### WHAT YOU NEED TO DO
Extract the entire passage about sharing a Lua state between two threads and reproduce it word for word.

### SELECTION
§

I have a multi-threaded application, with Lua code executing in a main (system) thread. I'd like to be able to interact with another (system) thread, ideally with its own Lua state, all in shared memory. Thread2's lua_State * has a flag to indicate which thread current owns (may interact with) it. When any thread finds that the lua_State * is assigned to it, it calls functions / adds values etc. to it, then switches ownership of the lua_State * to the other thread; all fine so and thread-safe so far I think.

Unfortunately, this means that there are times at which the main thread can't access thread2, which I would like to avoid. I had the idea to 'double buffer' the lua_State *; that is, to have two input lua_State *s for thread2, and alternately swap which ones are assigned to the main thread; then in thread2 copy items from whichever of these input lua_States is locked into thread2's real lua_State.

§

### GIVEN ENTRIES
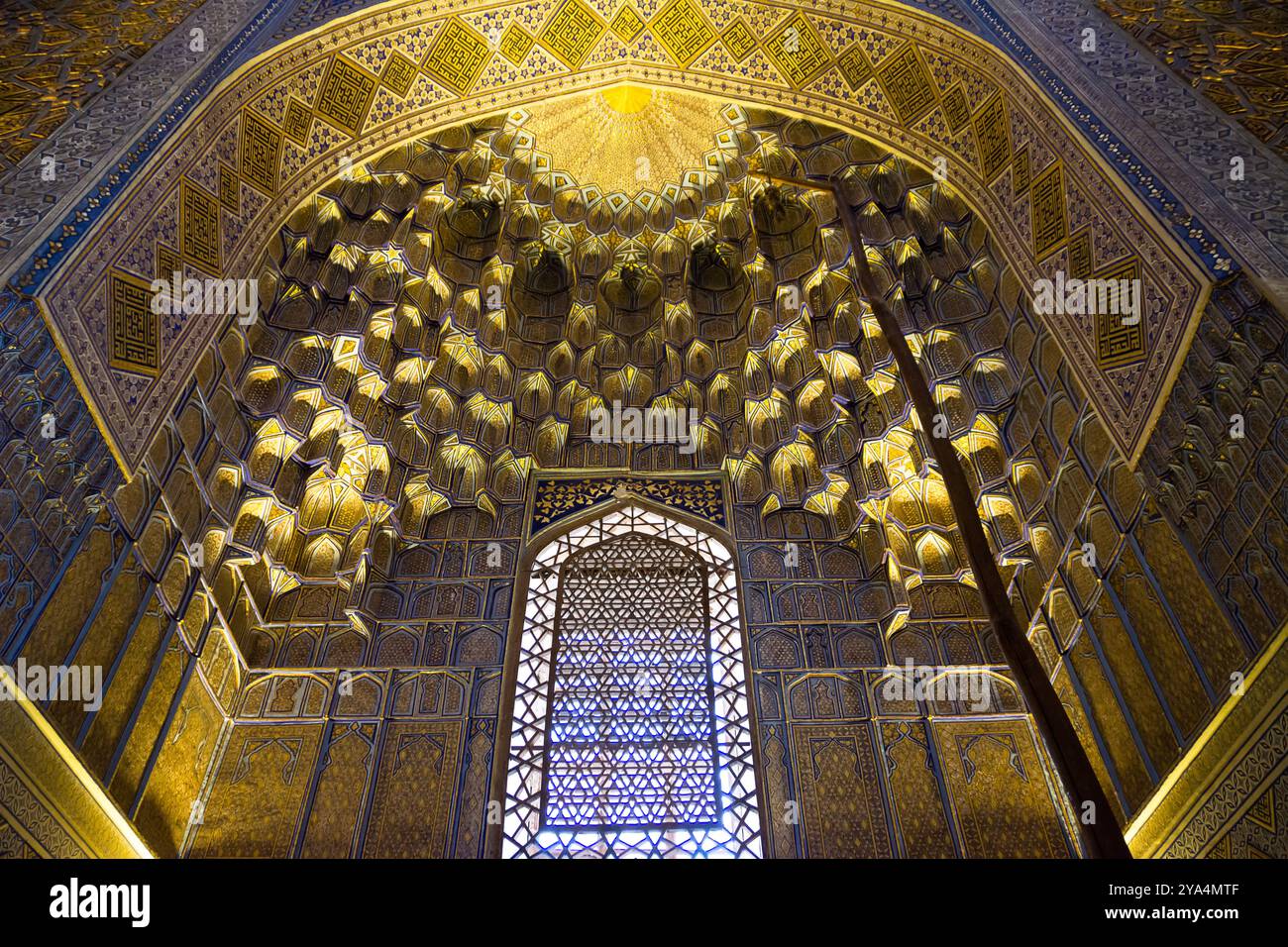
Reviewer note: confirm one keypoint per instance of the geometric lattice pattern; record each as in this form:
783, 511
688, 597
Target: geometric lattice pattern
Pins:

§

### ANSWER TO THE EXERCISE
I have a multi-threaded application, with Lua code executing in a main (system) thread. I'd like to be able to interact with another (system) thread, ideally with its own Lua state, all in shared memory. Thread2's lua_State * has a flag to indicate which thread current owns (may interact with) it. When any thread finds that the lua_State * is assigned to it, it calls functions / adds values etc. to it, then switches ownership of the lua_State * to the other thread; all fine so and thread-safe so far I think.

Unfortunately, this means that there are times at which the main thread can't access thread2, which I would like to avoid. I had the idea to 'double buffer' the lua_State *; that is, to have two input lua_State *s for thread2, and alternately swap which ones are assigned to the main thread; then in thread2 copy items from whichever of these input lua_States is locked into thread2's real lua_State.